++++ Material for the task ++++
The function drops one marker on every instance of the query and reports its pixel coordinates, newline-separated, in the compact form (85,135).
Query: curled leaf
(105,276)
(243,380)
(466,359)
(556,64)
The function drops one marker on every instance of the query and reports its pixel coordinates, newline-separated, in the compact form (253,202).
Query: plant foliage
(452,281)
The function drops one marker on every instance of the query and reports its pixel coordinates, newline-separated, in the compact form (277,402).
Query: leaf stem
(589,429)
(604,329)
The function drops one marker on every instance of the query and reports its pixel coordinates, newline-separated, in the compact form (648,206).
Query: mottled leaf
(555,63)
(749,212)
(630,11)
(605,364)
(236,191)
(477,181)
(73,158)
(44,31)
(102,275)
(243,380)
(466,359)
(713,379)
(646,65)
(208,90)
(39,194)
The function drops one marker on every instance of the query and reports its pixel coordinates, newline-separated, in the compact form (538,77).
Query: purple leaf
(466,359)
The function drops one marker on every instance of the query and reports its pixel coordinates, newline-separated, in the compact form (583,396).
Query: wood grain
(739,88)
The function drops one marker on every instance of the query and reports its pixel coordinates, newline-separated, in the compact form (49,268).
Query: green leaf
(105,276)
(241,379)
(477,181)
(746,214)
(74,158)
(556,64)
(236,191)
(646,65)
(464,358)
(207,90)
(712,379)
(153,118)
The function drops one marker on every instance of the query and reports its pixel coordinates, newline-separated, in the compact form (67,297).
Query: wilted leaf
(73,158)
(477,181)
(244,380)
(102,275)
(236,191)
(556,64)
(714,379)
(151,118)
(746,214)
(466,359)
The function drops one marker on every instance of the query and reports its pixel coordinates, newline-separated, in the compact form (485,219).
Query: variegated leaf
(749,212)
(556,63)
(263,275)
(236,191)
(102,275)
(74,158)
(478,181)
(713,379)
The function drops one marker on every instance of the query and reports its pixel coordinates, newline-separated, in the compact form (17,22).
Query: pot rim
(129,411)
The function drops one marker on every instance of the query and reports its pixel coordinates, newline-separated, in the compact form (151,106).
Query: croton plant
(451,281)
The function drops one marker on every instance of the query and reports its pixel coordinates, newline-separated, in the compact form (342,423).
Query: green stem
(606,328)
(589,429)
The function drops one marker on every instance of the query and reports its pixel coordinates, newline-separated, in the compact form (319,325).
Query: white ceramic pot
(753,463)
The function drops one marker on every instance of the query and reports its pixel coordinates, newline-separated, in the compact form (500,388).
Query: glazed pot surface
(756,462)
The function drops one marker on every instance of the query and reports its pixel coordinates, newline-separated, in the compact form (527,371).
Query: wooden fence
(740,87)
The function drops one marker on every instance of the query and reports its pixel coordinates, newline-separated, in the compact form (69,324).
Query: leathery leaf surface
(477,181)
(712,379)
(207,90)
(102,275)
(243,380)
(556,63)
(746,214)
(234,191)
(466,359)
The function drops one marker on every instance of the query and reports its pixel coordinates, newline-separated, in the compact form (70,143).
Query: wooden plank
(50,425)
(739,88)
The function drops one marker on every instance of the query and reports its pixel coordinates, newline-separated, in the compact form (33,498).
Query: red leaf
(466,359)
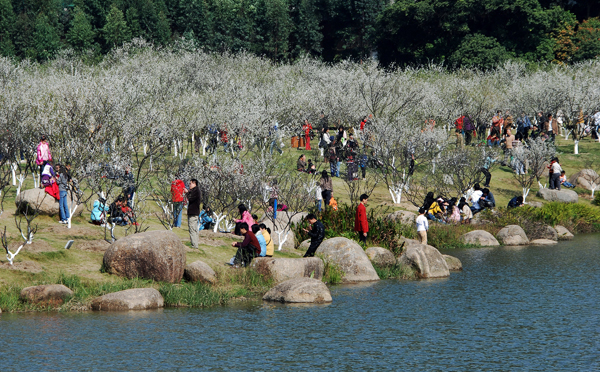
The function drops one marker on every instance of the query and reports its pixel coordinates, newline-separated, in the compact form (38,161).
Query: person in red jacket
(360,222)
(177,191)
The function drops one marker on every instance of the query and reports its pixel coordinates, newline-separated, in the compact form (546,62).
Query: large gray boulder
(50,295)
(562,196)
(547,232)
(299,290)
(543,242)
(535,204)
(453,263)
(427,260)
(282,269)
(403,217)
(130,299)
(350,257)
(585,178)
(199,271)
(288,243)
(381,256)
(512,235)
(37,199)
(563,233)
(283,222)
(157,255)
(479,237)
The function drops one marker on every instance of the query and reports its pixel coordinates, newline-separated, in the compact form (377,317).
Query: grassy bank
(233,284)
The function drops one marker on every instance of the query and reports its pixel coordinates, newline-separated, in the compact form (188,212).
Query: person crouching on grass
(422,225)
(361,225)
(247,249)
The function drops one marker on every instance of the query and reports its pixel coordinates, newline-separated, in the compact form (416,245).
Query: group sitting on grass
(453,210)
(119,212)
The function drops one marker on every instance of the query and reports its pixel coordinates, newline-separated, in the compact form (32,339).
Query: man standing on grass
(316,233)
(422,226)
(361,225)
(193,196)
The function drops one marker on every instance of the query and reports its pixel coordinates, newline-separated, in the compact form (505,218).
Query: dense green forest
(403,32)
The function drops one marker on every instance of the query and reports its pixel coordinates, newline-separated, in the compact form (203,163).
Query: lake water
(511,309)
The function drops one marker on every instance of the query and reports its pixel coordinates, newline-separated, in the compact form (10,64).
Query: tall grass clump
(397,271)
(193,294)
(332,273)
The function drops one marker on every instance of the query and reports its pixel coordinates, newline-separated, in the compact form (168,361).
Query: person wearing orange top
(361,225)
(307,127)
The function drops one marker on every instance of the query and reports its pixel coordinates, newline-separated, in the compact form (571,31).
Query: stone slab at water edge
(299,290)
(350,257)
(37,199)
(481,238)
(157,255)
(512,235)
(453,263)
(563,233)
(52,294)
(585,178)
(563,195)
(381,256)
(199,271)
(427,260)
(282,269)
(129,299)
(543,242)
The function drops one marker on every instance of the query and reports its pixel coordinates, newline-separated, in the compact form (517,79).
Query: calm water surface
(529,308)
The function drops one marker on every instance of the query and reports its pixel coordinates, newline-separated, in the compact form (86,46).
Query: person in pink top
(43,154)
(246,218)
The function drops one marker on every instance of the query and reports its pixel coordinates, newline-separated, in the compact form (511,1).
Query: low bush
(395,272)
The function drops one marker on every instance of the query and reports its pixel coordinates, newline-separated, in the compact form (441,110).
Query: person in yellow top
(434,208)
(267,235)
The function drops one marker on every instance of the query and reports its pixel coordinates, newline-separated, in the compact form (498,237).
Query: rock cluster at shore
(157,255)
(350,257)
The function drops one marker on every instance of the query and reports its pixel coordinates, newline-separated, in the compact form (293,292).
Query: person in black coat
(316,233)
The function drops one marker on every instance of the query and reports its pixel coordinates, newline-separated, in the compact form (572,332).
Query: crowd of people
(337,145)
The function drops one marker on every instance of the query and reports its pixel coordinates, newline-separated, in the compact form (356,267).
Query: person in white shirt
(325,141)
(474,198)
(319,197)
(555,177)
(422,225)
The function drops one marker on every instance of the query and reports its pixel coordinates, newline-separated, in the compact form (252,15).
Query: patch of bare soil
(92,245)
(36,246)
(28,266)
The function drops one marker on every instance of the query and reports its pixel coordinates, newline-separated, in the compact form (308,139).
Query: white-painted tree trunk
(30,234)
(11,256)
(218,218)
(21,179)
(281,241)
(112,232)
(204,143)
(229,225)
(71,211)
(396,193)
(13,168)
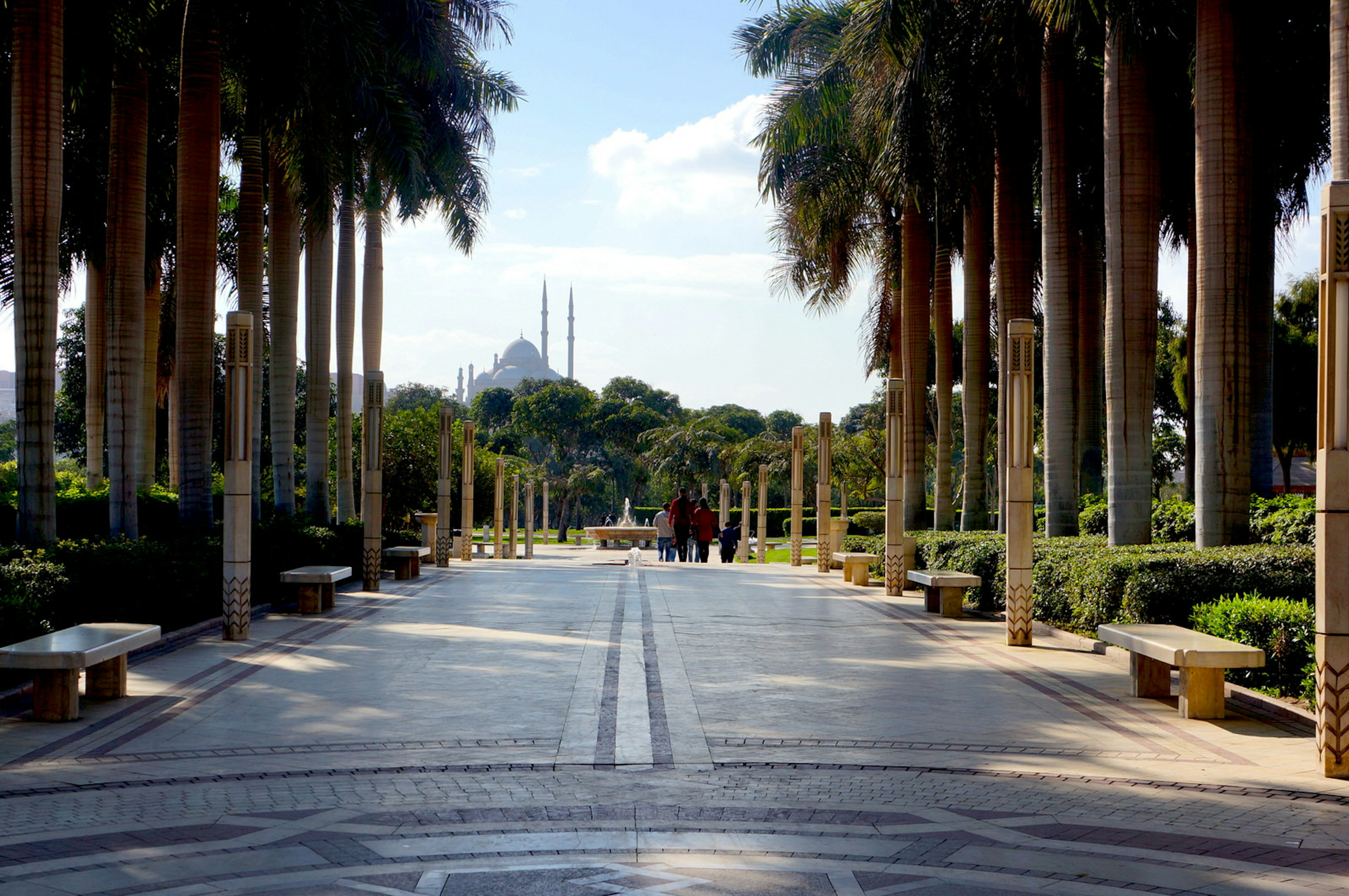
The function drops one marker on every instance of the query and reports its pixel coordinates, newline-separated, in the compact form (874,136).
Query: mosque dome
(521,350)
++++
Copy out all of the data above, changing every "pixel coordinates" to "screen positions" and keeping everything else the same. Leave the pictures out.

The function drops one marker on every instance of the query and reports its screen positions, newline-separated, in the compact form (85,135).
Query: curled leaf
(105,276)
(243,380)
(466,359)
(556,64)
The function drops one marker on every instance of the query and reports its screen positions, newline-separated, in the compact form (253,202).
Query: plant foliage
(452,281)
The function drops one marker on every instance of the query and reports its screen positions, newline-separated, in the compact form (277,402).
Query: leaf stem
(589,429)
(604,329)
The function drops one marker on every instance of the query and reports its screen positions, newline-separated, in the compact form (648,206).
Query: mottled leaf
(555,63)
(749,212)
(630,11)
(605,364)
(236,191)
(477,181)
(73,158)
(44,31)
(102,275)
(243,380)
(466,359)
(713,379)
(646,65)
(208,90)
(39,194)
The function drops one marker on every instance of the query and reports its screen positions, newline-separated, in the compact form (538,77).
Query: purple leaf
(466,359)
The function drops one marker on every instance of the query and reports its screen positions, newline-separated, in the compact form (583,396).
Query: wood grain
(739,88)
The function drops one marker on every instance of the query and reports its screen positions, newline-separated, in the compact form (49,268).
Query: green leaf
(105,276)
(241,379)
(477,181)
(746,214)
(74,158)
(556,64)
(236,191)
(646,65)
(464,358)
(207,90)
(712,379)
(153,118)
The function drops one marker on every instance of the query and reports its screen positions, newline-separated, in the compact form (67,297).
Query: wilted leaf
(73,158)
(477,181)
(244,380)
(102,275)
(236,191)
(556,64)
(714,379)
(151,118)
(746,214)
(466,359)
The function drops one marker on every instance of the query and reports its screen positions, newline-separated, in the compact form (485,219).
Query: variegated leaf
(749,212)
(556,63)
(263,275)
(236,191)
(102,275)
(74,158)
(478,181)
(713,379)
The function drops one marker on every instance of the query and reports its screen positions, newline-separated, in the compact form (17,22).
Query: pot rim
(129,411)
The function drops one marker on every instance of the query and reports its screen positions, newline-separated, in the compact form (151,106).
Query: croton plant
(451,281)
The function drops one marker on every instance of the query and reports its screen positions, newline-separated, in the compact form (342,423).
Query: green stem
(606,328)
(589,429)
The function drops one marker on every instance of the query and reports its screen positions, newline-separated, in the compact form (319,325).
Query: white ceramic pot
(753,463)
The function drops one marker on every instance of the query and reports its screen positions, newline-separated, in the compact form (500,388).
Query: glazed pot surface
(756,462)
The function drops one marker on every instance of the query and reports its screen positions, newline-separated, in the compact form (527,371).
Query: wooden fence
(740,87)
The function drops one marker on every instance of the query and reports its screen positions, newline-separated, in the compact form (69,324).
Query: leathery leaf surface
(477,181)
(712,379)
(207,90)
(102,275)
(243,380)
(556,63)
(746,214)
(234,191)
(466,359)
The function drops one marker on every instance of the query and reports its screen positions, newline-separated, in the compact form (70,143).
Query: wooden plank
(50,425)
(739,88)
The function drops one marker on every instance of the query and reports its screen positions, newline-separated, in the compact form (33,498).
Query: red leaf
(466,359)
The function drops one marker on every instance of the query and reports its screen positions, newline-separated, in the compact form (38,161).
Query: person in red jacket
(360,222)
(177,191)
The function drops one marker on every instance of the query and reports its screen positions, newline-separated, in the compact form (546,62).
Query: large gray boulder
(50,295)
(562,196)
(547,232)
(299,290)
(543,242)
(535,204)
(453,263)
(427,260)
(282,269)
(403,217)
(130,299)
(350,257)
(585,178)
(199,271)
(288,243)
(381,256)
(512,235)
(37,199)
(563,233)
(283,222)
(157,255)
(479,237)
The function drops one marker on every instance of the query and reports its screen positions, newline-separated, in the compact form (377,317).
Query: grassy bank
(233,284)
The function drops one marker on every instance of the query and reports its screen positions, newline-separated, in the compact form (188,212).
Query: person crouching on grass
(422,225)
(361,225)
(247,249)
The function drops one marker on every instance of the query and reports its screen positions, newline-separated, in the compact form (416,245).
Query: group sitting on grass
(453,210)
(119,212)
The function drops one marker on every instance of the query and reports its screen positions, newline-separated, in the compact form (32,339).
Query: man standing on grass
(316,233)
(422,226)
(361,225)
(193,196)
The function drops one marker on every instance of the query and reports its screen positions, newline-separated, in the compact form (505,218).
Query: dense green forest
(403,32)
The function drops one marker on every instance of the query and reports its screen positions, newline-separated, in the compact form (203,163).
Query: lake water
(511,309)
The function drops one marker on every instance of the query and reports its screen positions, newline-separated, in the compact form (10,64).
Query: tall grass clump
(397,271)
(193,294)
(332,273)
The function drops one marker on every instance of the query and reports its screen positions, newline-separated, in the compact form (168,361).
Query: person wearing orange top
(361,225)
(307,127)
The function drops one marker on every instance of the query and reports its screen positions, newline-separated, in the compact form (571,31).
Query: stone slab at water edge
(299,290)
(350,257)
(37,199)
(481,238)
(157,255)
(512,235)
(453,263)
(563,233)
(52,294)
(585,178)
(563,195)
(381,256)
(199,271)
(427,260)
(282,269)
(129,299)
(543,242)
The function drops one marker on every instance of the query and reports its screen positions, newline-separated, in the compact form (517,79).
Query: calm water surface
(529,308)
The function drops one marker on every instance of the query and reports its screen positions, newline-separated, in the compact form (86,46).
Query: person in pink top
(43,154)
(246,218)
The function drops one marker on every instance of the query and reports its screen positions, newline-separated, in the compact form (511,1).
Query: low bush
(395,272)
The function drops one marker on every instance of the query and reports its screen positions, newline-separated, in the compact form (441,110).
Query: person in yellow top
(434,208)
(267,235)
The function drops one marker on every instance of the query and reports its screen positions, newline-separated, in the compact form (498,237).
Query: rock cluster at shore
(157,255)
(350,257)
The function drops one marker on every instance of the query and reports its screen positions, newline-separated, in the compact form (293,292).
Query: person in black coat
(316,233)
The function drops one marker on every instance of the query and reports its screen positions, newline-separated, in the compact form (572,332).
Query: crowd of people
(337,145)
The function drops one marker on every instance of the query and reports its screen positions, newline-separated, in the compact form (356,267).
Query: person in white shirt
(325,141)
(474,198)
(319,197)
(555,177)
(422,225)
The function drops one marker on every instance of the query and reports its screen positions, newline-separated, in the compact form (252,15).
Query: patch of bare soil
(92,245)
(36,246)
(28,266)
The function drops one marker on every instance of the query and reports its screen positions, newline-separated, in the compact form (308,139).
Query: white-painted tree trunk
(30,234)
(11,256)
(218,218)
(21,179)
(281,241)
(112,232)
(204,143)
(229,225)
(71,211)
(396,193)
(13,168)
The function drops one marker on every instance of the query and reports its screen positions, newline-separated, in the compact form (874,136).
Query: mosque dome
(521,350)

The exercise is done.